REQUIRED TASK — Write out precisely the lines beginning with the line that contains "Put a pin on every instance of the cafe" and ending with the last line of the entries, and no other lines.

INFORMATION SHOWN —

═══

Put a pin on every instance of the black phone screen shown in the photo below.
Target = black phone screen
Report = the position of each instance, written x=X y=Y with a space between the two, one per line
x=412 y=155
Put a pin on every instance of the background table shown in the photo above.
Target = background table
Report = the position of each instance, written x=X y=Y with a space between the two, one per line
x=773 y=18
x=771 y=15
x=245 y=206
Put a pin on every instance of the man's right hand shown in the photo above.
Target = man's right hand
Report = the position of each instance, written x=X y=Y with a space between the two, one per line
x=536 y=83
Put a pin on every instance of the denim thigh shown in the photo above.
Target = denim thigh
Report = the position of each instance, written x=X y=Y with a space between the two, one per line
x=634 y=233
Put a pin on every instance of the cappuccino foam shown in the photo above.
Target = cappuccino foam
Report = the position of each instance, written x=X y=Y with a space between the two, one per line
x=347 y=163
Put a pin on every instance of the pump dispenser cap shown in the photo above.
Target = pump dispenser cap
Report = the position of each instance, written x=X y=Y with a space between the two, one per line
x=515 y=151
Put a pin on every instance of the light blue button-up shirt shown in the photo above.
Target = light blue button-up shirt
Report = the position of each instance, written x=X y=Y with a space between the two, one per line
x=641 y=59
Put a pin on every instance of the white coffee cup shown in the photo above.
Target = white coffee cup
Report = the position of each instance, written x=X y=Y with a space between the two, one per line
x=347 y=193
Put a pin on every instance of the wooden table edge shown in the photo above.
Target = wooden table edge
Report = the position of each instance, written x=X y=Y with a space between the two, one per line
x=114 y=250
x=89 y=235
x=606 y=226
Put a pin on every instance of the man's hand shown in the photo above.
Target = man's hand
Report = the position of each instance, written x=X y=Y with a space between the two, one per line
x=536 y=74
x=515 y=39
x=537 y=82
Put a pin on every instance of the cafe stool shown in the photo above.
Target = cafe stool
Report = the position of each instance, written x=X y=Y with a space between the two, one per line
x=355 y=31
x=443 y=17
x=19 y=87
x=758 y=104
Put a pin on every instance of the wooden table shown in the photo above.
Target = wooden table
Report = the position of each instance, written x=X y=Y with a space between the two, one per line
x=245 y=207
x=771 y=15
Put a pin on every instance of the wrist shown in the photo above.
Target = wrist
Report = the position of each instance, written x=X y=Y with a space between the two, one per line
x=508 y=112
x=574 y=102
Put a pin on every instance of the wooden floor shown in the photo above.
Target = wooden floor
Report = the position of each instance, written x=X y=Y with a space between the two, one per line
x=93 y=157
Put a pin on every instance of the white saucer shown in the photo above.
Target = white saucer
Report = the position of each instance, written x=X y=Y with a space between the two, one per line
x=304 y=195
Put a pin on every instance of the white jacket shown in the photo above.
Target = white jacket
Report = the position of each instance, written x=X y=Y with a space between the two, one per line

═══

RIGHT ANSWER —
Put a pin on every instance of the cafe stool shown in the photo above.
Target = cafe stool
Report = the position of each instance, written x=X y=Y with a space between the two, one per line
x=355 y=31
x=443 y=17
x=19 y=87
x=758 y=104
Put a pin on every instance of the wooden table shown in the photo above.
Target = wooden table
Report = the position of each instance, written x=X y=Y with a space between the two, one per line
x=245 y=207
x=771 y=15
Put a pin on every instance of the wrist shown in the photo above.
Target = wrist
Report = the position of each instance, written x=X y=Y with a space between the two, one per line
x=508 y=112
x=574 y=102
Put a pin on every instance of the wooden floor shown in the photo above.
Target = wooden floor
Report = the position of each instance, written x=X y=Y with a space between the two, one per line
x=93 y=157
Put a pin on every instance of the white saucer shown in the photo above.
Target = white saucer
Report = the position of each instance, written x=X y=Y with a space between the two, one per line
x=304 y=195
Put a pin on every instance of the white jacket shown in the photo above.
Target = white jacket
Report = the position of each instance, written x=X y=Y with a space between the two, one per line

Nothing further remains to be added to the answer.